(EXTRACTED MATERIAL)

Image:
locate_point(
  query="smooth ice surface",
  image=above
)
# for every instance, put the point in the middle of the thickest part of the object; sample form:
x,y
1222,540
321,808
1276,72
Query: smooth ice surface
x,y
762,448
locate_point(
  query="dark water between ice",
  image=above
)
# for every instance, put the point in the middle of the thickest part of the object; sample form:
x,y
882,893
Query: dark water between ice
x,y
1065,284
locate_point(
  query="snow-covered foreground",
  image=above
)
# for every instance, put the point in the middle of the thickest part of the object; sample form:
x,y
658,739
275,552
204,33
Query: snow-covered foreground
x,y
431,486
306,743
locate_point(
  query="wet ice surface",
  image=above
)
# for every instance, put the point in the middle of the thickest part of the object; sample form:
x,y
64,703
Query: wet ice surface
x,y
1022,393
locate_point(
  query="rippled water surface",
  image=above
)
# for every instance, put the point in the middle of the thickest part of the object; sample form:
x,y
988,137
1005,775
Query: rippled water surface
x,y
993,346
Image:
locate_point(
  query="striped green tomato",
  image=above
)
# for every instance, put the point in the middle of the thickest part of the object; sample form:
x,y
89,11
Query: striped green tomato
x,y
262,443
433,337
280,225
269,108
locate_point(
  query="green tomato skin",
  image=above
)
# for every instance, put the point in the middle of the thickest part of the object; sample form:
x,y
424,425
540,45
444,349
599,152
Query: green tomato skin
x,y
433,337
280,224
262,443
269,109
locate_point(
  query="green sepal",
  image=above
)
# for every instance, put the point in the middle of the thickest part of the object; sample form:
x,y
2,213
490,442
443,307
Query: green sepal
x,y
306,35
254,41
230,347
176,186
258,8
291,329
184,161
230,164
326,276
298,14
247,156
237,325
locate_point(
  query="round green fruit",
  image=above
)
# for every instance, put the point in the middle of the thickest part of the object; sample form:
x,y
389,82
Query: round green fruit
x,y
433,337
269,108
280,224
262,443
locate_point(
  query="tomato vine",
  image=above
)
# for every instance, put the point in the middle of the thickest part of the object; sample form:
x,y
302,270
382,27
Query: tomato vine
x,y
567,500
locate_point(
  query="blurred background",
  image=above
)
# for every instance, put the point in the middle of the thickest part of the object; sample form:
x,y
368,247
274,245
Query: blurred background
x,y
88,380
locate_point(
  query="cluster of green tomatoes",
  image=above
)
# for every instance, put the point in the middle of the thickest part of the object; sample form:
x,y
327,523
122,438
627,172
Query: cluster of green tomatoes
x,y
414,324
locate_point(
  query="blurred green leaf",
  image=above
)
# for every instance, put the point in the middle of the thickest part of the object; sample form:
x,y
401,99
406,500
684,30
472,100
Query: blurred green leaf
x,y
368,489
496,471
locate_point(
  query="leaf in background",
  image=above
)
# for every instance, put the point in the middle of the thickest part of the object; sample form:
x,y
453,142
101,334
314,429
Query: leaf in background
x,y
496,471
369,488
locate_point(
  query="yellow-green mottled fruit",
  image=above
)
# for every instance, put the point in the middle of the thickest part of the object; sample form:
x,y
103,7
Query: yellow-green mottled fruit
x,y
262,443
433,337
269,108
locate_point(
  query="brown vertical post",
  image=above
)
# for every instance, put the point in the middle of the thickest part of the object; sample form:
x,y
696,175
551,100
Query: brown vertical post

(End EXTRACTED MATERIAL)

Everything above, from first entry to last, must be reproduced exactly.

WRITTEN ANSWER –
Image:
locate_point(
  query="smooth ice surface",
  image=above
)
# for every instance, put the point in the middle of the thickest part of the object; sample form:
x,y
1222,540
321,808
1276,72
Query: smooth ice surface
x,y
762,448
locate_point(
  query="dark water between ice",
  image=above
)
# for every instance, put the point in the middle of the thickest part of the object; sample form:
x,y
882,893
Query: dark water between ice
x,y
1065,284
locate_point(
  query="snow-covered foreground",
  image=above
)
# for every instance, put the point in the middle of the thickest part of the object; sample form:
x,y
658,739
275,552
204,33
Query: snow-covered foreground
x,y
431,486
306,743
locate_point(
  query="wet ice surface",
  image=above
)
# for every instance, put the point in the middle of the thickest part of the object; sample form:
x,y
64,703
Query: wet ice surface
x,y
1022,393
locate_point(
  query="rippled water surface",
  image=above
)
# for every instance, put the point in the middle of the thickest part of the object; sample form:
x,y
988,137
1005,775
Query: rippled water surface
x,y
993,346
Image:
locate_point(
  query="striped green tomato",
  image=above
)
# for every instance, put the point in the middle of the thickest part of the object; sample form:
x,y
89,11
Query: striped green tomato
x,y
262,443
433,337
280,225
269,108
locate_point(
  query="green tomato skin",
  image=above
)
# for every instance, put the point in the middle of the thickest part of the object; sample form:
x,y
424,425
540,45
444,349
599,152
Query: green tomato skin
x,y
433,337
280,224
262,443
269,109
locate_point(
  query="green sepal",
  image=above
)
# for every instance, put the point in the middle of the thickest part of the object; sample form:
x,y
2,213
490,442
443,307
Query: green sepal
x,y
306,35
254,41
230,347
176,186
258,8
291,329
184,161
230,164
326,276
298,14
247,156
237,325
locate_point(
  query="round green fruit",
  image=above
)
# for every instance, put the point in the middle of the thickest part of the object; sample form:
x,y
389,82
Query: round green fruit
x,y
433,337
269,108
280,224
262,443
locate_point(
  query="tomato vine",
  image=above
)
# for every instance, put the point in the middle of the thickest part of the object; sample form:
x,y
302,270
382,27
Query: tomato vine
x,y
567,500
locate_point(
  query="blurred background",
  image=above
)
# for every instance, put the point in the middle of the thickest part of the object; sample form:
x,y
368,247
274,245
Query: blurred background
x,y
88,380
locate_point(
  query="cluster of green tomatoes",
  image=above
)
# for every instance, put the point in the middle of the thickest part of the object; sample form:
x,y
327,523
122,438
627,172
Query: cluster of green tomatoes
x,y
414,324
locate_point(
  query="blurred green leaf",
  image=above
)
# for every instance, put the point in the middle of the thickest part of the object; sample form:
x,y
401,99
406,500
684,30
472,100
Query: blurred green leaf
x,y
368,489
496,471
locate_point(
  query="leaf in background",
  image=above
)
# for every instance, put the point in the middle of the thickest part of the object; sample form:
x,y
453,142
101,334
314,429
Query: leaf in background
x,y
496,471
369,488
locate_point(
  query="yellow-green mottled fruit",
  image=above
)
# for every instance, put the point in the middle of the thickest part of the object; sample form:
x,y
103,7
Query: yellow-green mottled fruit
x,y
262,443
433,337
269,108
locate_point(
  query="brown vertical post",
  image=above
)
# for every instance, put the point in the middle of the thickest part of the object; sample form:
x,y
696,175
551,100
Query: brown vertical post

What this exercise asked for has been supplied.